Genetic traits are determined by genes, which are segments of DNA inherited from parents. These genes come in different versions called alleles, and the concept of genetic dominance describes how these different allele versions interact within an individual to produce an observable characteristic, known as a phenotype.
Understanding Genetic Dominance
Genetic dominance manifests in several distinct ways, each describing a specific interaction between alleles at a single gene location. Complete dominance occurs when one allele completely masks the presence of another allele in a heterozygous individual. For instance, in pea plants, the allele for purple flowers will entirely obscure the allele for white flowers, resulting in purple blooms even if only one purple allele is present.

**EXERCISE INSTRUCTIONS:**
• A. In the text on genetic dominance, what color are the flowers of a pea plant that carries only one allele for purple flowers alongside one for white flowers?
• B. Continue the text on genetic dominance, starting after its final sentence.
This data comes from a source unrelated to the text above.

Referring expression data:
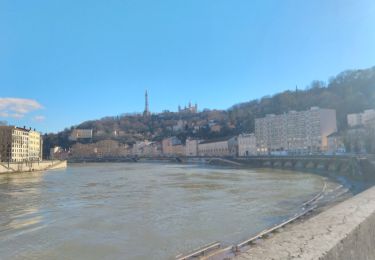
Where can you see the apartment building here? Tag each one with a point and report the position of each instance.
(247, 145)
(365, 118)
(20, 144)
(173, 146)
(191, 147)
(295, 132)
(219, 147)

**EXPECTED RESULTS:**
• A. The flowers are purple, because the purple allele entirely obscures the white allele.

• B.
Incomplete dominance presents a different scenario where neither allele is fully dominant, leading to a blended phenotype in heterozygotes. A classic example involves snapdragon flowers, where a cross between red-flowered and white-flowered plants produces offspring with pink flowers. The red and white alleles combine to create an intermediate color. Codominance, conversely, involves both alleles being fully and simultaneously expressed in the heterozygote. Human ABO blood groups illustrate this, where individuals with both A and B alleles express both A and B antigens on their red blood cells, resulting in AB blood type.
Classifying Principles of Dominance
The “primary principle of dominance” refers to complete dominance, a foundational concept first described by Gregor Mendel. This forms the basis of many simple inherited traits.
“Secondary principles of dominance” are considered variations or extensions of this fundamental complete dominance. Incomplete dominance and codominance fall into this category.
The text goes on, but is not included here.